▶ Instruções das tarefas
[1] De acordo com o texto sobre o contexto escolar, qual é o índice de evasão escolar no ensino médio?
[2] Transcreva literalmente, do texto sobre o contexto escolar, tudo o que vai de "No entanto, ao" até "ano no Brasil.".
[3] Dê continuidade ao texto sobre o contexto escolar a partir do ponto em que ele termina.

▶ Trecho fornecido
....................
No entanto, ao adentrarmos o contexto escolar propriamente dito, é com outra conjuntura que, não raro, nos deparamos. Desinteresse, baixo rendimento, baixa assiduidade, condutas associais por parte dos alunos e altos índices de evasão escolar - que quintuplicam no ensino médio (11,7%) quando comparados aos anos iniciais do ensino fundamental (2,3%) (Ministério da Educação [MEC], 2017) - são apenas alguns dos exemplos que ilustram esse preocupante cenário. Em situações ainda mais graves, temos a adesão de um número cada vez maior de jovens às práticas de cutting (automutilação), à depressão, ao consumo abusivo de álcool e outras drogas, e às tentativas de suicídio, que crescem a cada ano no Brasil.

Numa leitura psicanalítica, tomando como base esse breve panorama, podemos sugerir duas modalidades distintas de sintomas escolares: os referidos às inibições intelectuais, que aparecem sob o formato de um "fracasso escolar", podendo chegar a impossibilitar que o aluno consiga dar continuidade ao seu processo de escolarização, e aqueles que fazem referência a certa melancolização1, que se dá a ver no desinteresse dos alunos pelos estudos, bem como nas tentativas de suicídio e nas automutilações. Assim, podemos concluir que, mais do que a educação infantil, parece ser o cenário do ensino médio que denuncia uma crise no campo educacional, questão com a qual Hannah Arendt (2007) já se encontrava envolvida desde a década de 1950.
....................
(Dados de ancoragem de objetos em linguagem natural)
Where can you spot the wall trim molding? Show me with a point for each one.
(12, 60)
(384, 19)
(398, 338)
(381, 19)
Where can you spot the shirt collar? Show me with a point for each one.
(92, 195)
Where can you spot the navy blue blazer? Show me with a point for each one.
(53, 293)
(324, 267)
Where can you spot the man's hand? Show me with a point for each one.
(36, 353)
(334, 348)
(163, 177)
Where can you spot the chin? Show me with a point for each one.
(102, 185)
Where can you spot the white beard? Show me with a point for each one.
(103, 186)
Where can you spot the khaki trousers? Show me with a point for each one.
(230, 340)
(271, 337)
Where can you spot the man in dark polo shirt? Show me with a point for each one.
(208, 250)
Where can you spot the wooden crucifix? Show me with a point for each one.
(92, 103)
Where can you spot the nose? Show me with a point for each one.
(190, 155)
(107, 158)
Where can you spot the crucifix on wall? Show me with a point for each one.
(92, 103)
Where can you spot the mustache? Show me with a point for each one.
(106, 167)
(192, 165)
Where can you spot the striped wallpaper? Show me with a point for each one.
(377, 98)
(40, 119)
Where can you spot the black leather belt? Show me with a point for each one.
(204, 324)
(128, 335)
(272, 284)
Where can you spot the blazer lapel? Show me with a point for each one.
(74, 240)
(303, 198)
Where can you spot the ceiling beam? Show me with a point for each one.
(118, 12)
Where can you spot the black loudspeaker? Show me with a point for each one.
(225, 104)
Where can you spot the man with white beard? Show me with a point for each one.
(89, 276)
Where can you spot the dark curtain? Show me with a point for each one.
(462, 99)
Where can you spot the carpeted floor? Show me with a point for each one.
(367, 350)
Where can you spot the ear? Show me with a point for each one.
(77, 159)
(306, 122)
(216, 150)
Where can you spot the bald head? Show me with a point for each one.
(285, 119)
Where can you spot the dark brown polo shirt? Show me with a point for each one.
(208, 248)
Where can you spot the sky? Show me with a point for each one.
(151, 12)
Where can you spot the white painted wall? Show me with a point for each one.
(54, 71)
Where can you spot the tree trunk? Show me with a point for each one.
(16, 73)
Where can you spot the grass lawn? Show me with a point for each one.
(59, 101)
....................
▶ Tarefas resolvidas
[1] 11,7%.

[2]
No entanto, ao adentrarmos o contexto escolar propriamente dito, é com outra conjuntura que, não raro, nos deparamos. Desinteresse, baixo rendimento, baixa assiduidade, condutas associais por parte dos alunos e altos índices de evasão escolar - que quintuplicam no ensino médio (11,7%) quando comparados aos anos iniciais do ensino fundamental (2,3%) (Ministério da Educação [MEC], 2017) - são apenas alguns dos exemplos que ilustram esse preocupante cenário. Em situações ainda mais graves, temos a adesão de um número cada vez maior de jovens às práticas de cutting (automutilação), à depressão, ao consumo abusivo de álcool e outras drogas, e às tentativas de suicídio, que crescem a cada ano no Brasil.

[3]
À época, a autora apontava algumas das possíveis razões para tal crise. A primeira está relacionada ao abandono a que as crianças são levadas em seus processos educativos como consequência direta da concepção de que devem, o quanto antes, conquistar sua autonomia. A segunda diz respeito ao surgimento da pedagogia como uma ciência do ensino que independe daquilo que é ensinado, deslocando o professor, portanto, do lugar de autoridade em certo conhecimento ao lugar de facilitador da aprendizagem. Por fim, a terceira razão deriva do pressuposto pragmático de que "só é possível conhecer e compreender aquilo que nós mesmos fizemos" (Arendt, 2007, p. 232).

Como podemos concluir, essas razões se encaixam perfeitamente e potencializam-se. Se é preciso saber ensinar mais do que saber aquilo que se propõe a ensinar, e se é buscado que o aluno seja autônomo em seu processo educacional, que aprenda por si mesmo e que aprenda "fazendo", o professor perde a fonte legítima de sua autoridade (Lima & Lima, 2011). Nesse sentido, a crise na educação teria como principais fatores desencadeadores o declínio do lugar do professor/mestre e a consequente adesão à ideia da supremacia das técnicas pedagógicas como garantia do sucesso da aprendizagem.

Neste trabalho, partindo de uma pesquisa teórico-bibliográfica, abordaremos a problemática da crise na educação que presenciamos na contemporaneidade, sobretudo no que se refere à educação de jovens, atentando para os impactos da entrada da lógica capitalista e neoliberal no contexto escolar. Para tanto, partiremos de algumas considerações acerca das especificidades da educação de jovens no Brasil, abordando a noção de "neoliberalismo escolar" proposta por Laval (2019) e o lugar que a teoria do capital humano assume nesse cenário. Em seguida, discutiremos, a partir da psicanálise, os efeitos no sujeito/aluno advindos desse tal cenário.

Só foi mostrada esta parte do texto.